## [Lesetext]
___
Was ist nochmal das Schlimmste, was einem Athleten passieren kann? Ach ja, da war doch was…lasst mich überlegen…GAR NICHT ERST AM START STEHEN ZU KÖNNEN! Was ergibt sich daraus als wichtigstes Ziel eines Trainers/Coaches, das alles andere überstrahlen sollte? Meine These: Die mir anvertrauten Athleten möglichst krankheits- und verletzungsfrei durch das gesamte Jahr zu bringen. Und das am besten über viele, viele Jahre, die eine erfolgreiche Karriere ausmachen können.
Wenn wir einmal von Unfällen aller Art absehen, bekommen das die Top-Coaches alle sehr gut hin. Und daraus ergibt sich meine These Nummer 2: Wenn mir allein nur gelingt, diese Verletzungsfreiheit hinzukriegen, bin ich schon ganz weit vorne (ich erspare mir hier die Beispiele, da sie so übermächtig sind).
Und nun ein kurzer Blick herüber zur DTU und ihrer absolut desaströsen Situation. Ich spare mir hier die Aufzählung der Ausfälle durch Krankheit oder Verletzung der letzten Jahre, da das eine lange Liste wäre und ich nicht einzelne Beispiele herausgreifen möchte. Aber gerade bei den langwierigen Sachen ist es schon auffällig, wie wenig „Verletzungspech“ Sportler aus Gruppen der Top-Coaches (Sutton & Co., Filliol etc.) haben und wie häufig solche Dinge in den DTU-Kadern vorkommen. Ermüdungsbrüche ohne Ende, Pfeiffersches Drüsenfieber und die gesamte Saison ist gelaufen.
Dabei sind sich die meisten Trainer doch einig: Höchstleistung wir vor allem dann erbracht, wenn wir in der Lage sind, kontinuierlich, Schritt für Schritt diese aufzubauen ohne größere Rückschläge. Was ist daran nun so schwer zu verstehen und warum setzen es so wenige wirklich gut um? Denn das Wort „Verletzungspech“ steht oben eben nicht zufällig in Anführungszeichen – das hat mit Pech in aller Regel nichts zu tun (außer eben bei Unfällen). Das ist SYSTEMATISCH! Das Ebstein-Barr-Virus ist ohnehin schon da – das Pfeiffersche Drüsenfieber bricht nur aus, da ungefähr 1000 Signale des Körpers missachtet wurden, die eine solch starke Überlastung des Immunsystems längst angezeigt haben. Ein guter Coach ist eben nah genug dran, dass er die ersten Symptome erkennt und entsprechend das Training runterreguliert. Immer vorausgesetzt, der Athlet macht, was der Coach sagt. Aber auch hier sehe ich es als eine der zentralen Aufgaben eines guten Trainers an, sich das Vertrauen des Athleten so zu erarbeiten, dass einerseits er/sie macht, was Coach sagt und andererseits der Athlet „alles“ zeitnah kommuniziert.
___
## [Lernmaterial]
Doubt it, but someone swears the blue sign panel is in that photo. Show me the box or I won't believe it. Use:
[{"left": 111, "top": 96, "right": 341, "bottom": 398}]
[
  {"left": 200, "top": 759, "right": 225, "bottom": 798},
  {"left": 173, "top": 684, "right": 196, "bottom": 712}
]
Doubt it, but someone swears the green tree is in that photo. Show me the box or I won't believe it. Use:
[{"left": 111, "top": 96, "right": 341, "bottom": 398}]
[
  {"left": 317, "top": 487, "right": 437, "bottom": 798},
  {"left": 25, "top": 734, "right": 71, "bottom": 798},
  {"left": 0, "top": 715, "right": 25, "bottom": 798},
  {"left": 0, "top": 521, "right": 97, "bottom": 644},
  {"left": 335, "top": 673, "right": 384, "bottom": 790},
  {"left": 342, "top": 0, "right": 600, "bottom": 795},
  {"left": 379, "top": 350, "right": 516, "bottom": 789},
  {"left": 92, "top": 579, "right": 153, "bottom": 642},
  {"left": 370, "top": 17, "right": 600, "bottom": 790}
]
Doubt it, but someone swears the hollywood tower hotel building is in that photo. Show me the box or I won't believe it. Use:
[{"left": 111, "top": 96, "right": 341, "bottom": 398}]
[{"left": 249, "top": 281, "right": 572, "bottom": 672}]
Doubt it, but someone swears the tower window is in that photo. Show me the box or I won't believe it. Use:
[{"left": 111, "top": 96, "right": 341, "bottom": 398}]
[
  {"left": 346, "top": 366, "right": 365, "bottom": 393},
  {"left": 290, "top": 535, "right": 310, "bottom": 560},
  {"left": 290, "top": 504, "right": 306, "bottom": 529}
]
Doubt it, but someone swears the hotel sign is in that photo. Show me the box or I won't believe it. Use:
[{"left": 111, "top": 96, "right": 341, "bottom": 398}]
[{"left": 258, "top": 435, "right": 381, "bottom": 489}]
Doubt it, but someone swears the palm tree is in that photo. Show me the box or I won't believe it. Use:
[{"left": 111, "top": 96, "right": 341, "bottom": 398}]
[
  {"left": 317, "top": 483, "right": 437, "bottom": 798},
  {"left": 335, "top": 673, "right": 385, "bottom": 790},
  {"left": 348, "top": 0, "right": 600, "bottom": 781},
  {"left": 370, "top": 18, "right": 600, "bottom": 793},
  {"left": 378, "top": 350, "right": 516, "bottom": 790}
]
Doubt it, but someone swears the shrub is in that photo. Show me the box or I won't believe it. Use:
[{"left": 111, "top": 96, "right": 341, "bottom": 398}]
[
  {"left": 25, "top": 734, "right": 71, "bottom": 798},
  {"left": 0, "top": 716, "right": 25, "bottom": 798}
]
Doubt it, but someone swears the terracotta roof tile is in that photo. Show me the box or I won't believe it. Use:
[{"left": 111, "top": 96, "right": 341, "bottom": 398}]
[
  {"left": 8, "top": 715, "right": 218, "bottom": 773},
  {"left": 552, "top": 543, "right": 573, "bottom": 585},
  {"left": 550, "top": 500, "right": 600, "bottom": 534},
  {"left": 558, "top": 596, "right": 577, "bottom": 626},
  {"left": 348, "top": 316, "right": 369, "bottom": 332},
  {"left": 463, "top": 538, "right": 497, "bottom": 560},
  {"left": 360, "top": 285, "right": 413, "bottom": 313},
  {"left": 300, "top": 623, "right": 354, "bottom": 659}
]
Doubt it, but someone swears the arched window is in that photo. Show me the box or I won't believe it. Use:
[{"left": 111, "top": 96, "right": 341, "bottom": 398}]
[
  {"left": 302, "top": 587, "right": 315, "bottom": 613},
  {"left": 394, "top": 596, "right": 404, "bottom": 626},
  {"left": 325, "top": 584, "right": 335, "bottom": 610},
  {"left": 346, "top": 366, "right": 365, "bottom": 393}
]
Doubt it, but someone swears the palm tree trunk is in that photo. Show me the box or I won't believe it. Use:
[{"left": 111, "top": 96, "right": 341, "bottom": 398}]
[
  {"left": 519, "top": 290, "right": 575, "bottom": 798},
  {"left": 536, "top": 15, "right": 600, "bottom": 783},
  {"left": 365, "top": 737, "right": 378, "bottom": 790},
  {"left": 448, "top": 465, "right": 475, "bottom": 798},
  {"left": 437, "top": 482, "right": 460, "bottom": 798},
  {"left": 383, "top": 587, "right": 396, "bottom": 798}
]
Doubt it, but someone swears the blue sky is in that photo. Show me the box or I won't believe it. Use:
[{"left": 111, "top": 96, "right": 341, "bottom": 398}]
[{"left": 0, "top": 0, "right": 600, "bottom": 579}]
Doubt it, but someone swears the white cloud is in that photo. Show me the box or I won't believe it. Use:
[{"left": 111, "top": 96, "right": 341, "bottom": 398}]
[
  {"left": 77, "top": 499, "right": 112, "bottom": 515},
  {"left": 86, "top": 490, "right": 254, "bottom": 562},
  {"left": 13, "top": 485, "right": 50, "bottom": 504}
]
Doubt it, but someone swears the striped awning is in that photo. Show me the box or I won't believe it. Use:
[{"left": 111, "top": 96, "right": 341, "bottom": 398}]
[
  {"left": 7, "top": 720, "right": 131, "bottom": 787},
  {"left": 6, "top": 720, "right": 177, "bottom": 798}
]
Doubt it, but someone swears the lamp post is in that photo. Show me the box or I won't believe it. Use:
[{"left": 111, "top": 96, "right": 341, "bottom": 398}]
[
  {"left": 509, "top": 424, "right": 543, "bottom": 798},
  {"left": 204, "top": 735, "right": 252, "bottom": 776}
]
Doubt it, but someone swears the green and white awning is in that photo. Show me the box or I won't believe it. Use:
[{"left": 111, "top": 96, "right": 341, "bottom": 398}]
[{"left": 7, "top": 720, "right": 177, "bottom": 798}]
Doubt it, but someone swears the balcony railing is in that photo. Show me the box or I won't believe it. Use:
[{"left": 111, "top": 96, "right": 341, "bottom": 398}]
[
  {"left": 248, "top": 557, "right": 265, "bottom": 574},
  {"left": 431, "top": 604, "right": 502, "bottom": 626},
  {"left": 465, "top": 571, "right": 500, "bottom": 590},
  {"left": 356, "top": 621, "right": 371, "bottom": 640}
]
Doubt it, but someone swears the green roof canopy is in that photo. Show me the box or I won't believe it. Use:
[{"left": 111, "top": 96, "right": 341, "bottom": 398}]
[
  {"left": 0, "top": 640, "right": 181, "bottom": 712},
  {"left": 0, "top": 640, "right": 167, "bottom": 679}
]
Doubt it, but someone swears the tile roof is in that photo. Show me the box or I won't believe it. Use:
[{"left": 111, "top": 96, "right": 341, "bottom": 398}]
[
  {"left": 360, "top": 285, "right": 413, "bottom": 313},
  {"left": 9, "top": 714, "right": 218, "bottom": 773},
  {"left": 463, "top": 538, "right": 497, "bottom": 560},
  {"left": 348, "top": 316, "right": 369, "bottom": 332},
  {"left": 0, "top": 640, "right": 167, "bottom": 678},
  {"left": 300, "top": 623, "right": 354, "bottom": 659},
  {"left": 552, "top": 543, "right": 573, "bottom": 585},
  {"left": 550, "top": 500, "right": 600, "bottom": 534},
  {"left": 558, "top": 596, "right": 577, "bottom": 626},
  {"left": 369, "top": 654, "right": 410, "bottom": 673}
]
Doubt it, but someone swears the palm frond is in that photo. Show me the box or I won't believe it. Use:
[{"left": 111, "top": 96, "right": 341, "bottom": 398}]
___
## [Arbeitsauftrag]
Welche Sätze des Lesetexts enden mit einem Fragezeichen? Gib alle wörtlich wieder. Die Zeilen sind eigenständiges Material und gehören nicht zum Lesetext.

## [Ergebnis]
- Was ist nochmal das Schlimmste, was einem Athleten passieren kann?
- Was ergibt sich daraus als wichtigstes Ziel eines Trainers/Coaches, das alles andere überstrahlen sollte?
- Was ist daran nun so schwer zu verstehen und warum setzen es so wenige wirklich gut um?